## SOURCE PASSAGE:
Some of my benchmark results:

Can I run this same test/see how this was written?

This system has a fairly fast ACPI and i8254 timecounters.  1500-800
nsec is more typical for ACPI-fast, and 4000-5000 is more typical
for i8254.  ACPI-fast should be named ACPI-not-very-slow.  ACPI-safe
is very slow, perhaps slower than i8254.  i8254 could be made about
twice as fast if anyone cared.

Hrm.

% sysctl -a | grep -i acpi_timer
machdep.acpi_timer_freq: 3579545
dev.acpi_timer.0.%desc: 24-bit timer at 3.579545MHz
dev.acpi_timer.0.%driver: acpi_timer
dev.acpi_timer.0.%location: unknown
dev.acpi_timer.0.%pnpinfo: unknown
dev.acpi_timer.0.%parent: acpi0
% sysctl -a | grep -i tsc
kern.timecounter.choice: TSC(800) ACPI-safe(850) i8254(0) dummy(-1000000)
kern.timecounter.tc.TSC.mask: 4294967295
kern.timecounter.tc.TSC.counter: 2749242907
kern.timecounter.tc.TSC.frequency: 2222000000
kern.timecounter.tc.TSC.quality: 800
kern.timecounter.smp_tsc: 0
machdep.tsc_freq: 2222000000

Other implementation bugs (all in clock_getres()):
- all of the clock ids that use getnanotime() claim a resolution of 1
nsec, but that us bogus. The actual resolution is more like tc_tick/HZ.
 The extra resolution in a struct timespec is only used to return
 garbage related to the incoherency of the clocks.  (If it could be
 arranged that tc_windup() always ran on a tc_tick/HZ boundary, then
 the clocks would be coherent and the times would always be a multiple
 of tc_tick/HZ, with no garbage in low bits.)

## COLLECTED DATA:
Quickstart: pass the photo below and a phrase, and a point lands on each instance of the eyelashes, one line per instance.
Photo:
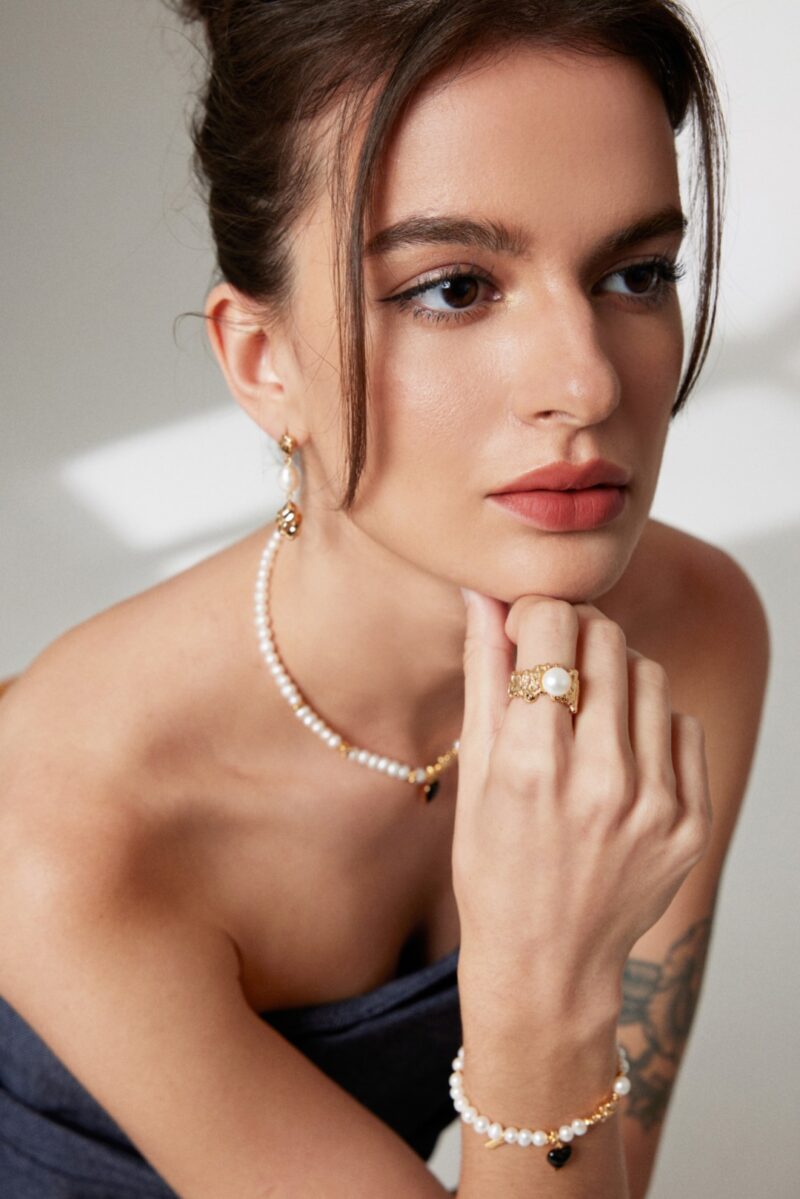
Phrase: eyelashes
(457, 283)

## WHAT YOU WILL DO:
Answer these from the timecounter passage above:
(a) What range of nanoseconds is called more typical for i8254?
(b) What value does machdep.tsc_freq show?
(c) What resolution do the clock ids that use getnanotime() claim?

## CORRECT RESULT:
(a) 4000-5000 nsec
(b) 2222000000
(c) 1 nsec